Please update these lines by replacing "Trace the outline" with "Draw the boundary" everywhere it appears, keeping everything else the same.

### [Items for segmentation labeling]
* * * * * * *
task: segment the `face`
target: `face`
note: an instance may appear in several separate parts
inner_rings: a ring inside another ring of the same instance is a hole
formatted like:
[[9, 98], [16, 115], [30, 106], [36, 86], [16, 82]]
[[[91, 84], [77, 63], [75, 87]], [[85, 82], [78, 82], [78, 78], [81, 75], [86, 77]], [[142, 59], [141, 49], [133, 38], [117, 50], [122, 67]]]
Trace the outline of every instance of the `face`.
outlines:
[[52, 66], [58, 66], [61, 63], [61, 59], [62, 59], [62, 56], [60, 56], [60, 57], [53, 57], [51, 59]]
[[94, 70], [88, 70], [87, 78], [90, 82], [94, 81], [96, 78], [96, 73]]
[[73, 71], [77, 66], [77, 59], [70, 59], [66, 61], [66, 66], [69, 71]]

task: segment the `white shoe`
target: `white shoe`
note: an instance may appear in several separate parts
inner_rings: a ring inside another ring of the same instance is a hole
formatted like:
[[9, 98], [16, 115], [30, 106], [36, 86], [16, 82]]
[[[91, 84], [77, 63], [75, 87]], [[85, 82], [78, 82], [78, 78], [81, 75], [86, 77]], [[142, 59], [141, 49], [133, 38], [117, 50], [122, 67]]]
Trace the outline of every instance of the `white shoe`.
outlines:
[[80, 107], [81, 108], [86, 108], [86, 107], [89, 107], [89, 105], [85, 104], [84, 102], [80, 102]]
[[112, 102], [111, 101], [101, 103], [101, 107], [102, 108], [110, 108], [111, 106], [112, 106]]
* * * * * * *
### [Problem solution]
task: segment the `face`
target: `face`
note: an instance may appear in several separate parts
inner_rings: a ring inside another ring of the same instance is a hole
formatted like:
[[9, 98], [16, 115], [30, 106], [36, 86], [16, 82]]
[[[91, 84], [77, 63], [75, 87]], [[85, 82], [78, 82], [78, 78], [81, 75], [86, 77]], [[142, 59], [141, 49], [133, 38], [117, 50], [122, 67]]]
Draw the boundary of every instance of the `face`.
outlines:
[[52, 66], [58, 66], [61, 63], [61, 59], [62, 59], [62, 56], [60, 56], [60, 57], [53, 57], [51, 59]]
[[94, 70], [88, 70], [87, 78], [90, 82], [94, 81], [96, 78], [96, 73]]
[[73, 71], [77, 66], [77, 59], [70, 59], [66, 61], [66, 66], [69, 71]]

task: segment the `white shoe`
target: `white shoe`
note: an instance may appear in several separate parts
inner_rings: a ring inside another ring of the same instance is a hole
formatted like:
[[9, 98], [16, 115], [30, 106], [36, 86], [16, 82]]
[[[91, 84], [77, 63], [75, 87]], [[85, 82], [78, 82], [78, 78], [81, 75], [86, 77]], [[142, 59], [141, 49], [133, 38], [117, 50], [122, 67]]]
Draw the boundary of every instance of the `white shoe`.
outlines:
[[80, 107], [81, 108], [86, 108], [86, 107], [89, 107], [89, 105], [85, 104], [84, 102], [80, 102]]
[[112, 102], [111, 101], [101, 103], [101, 107], [102, 108], [110, 108], [111, 106], [112, 106]]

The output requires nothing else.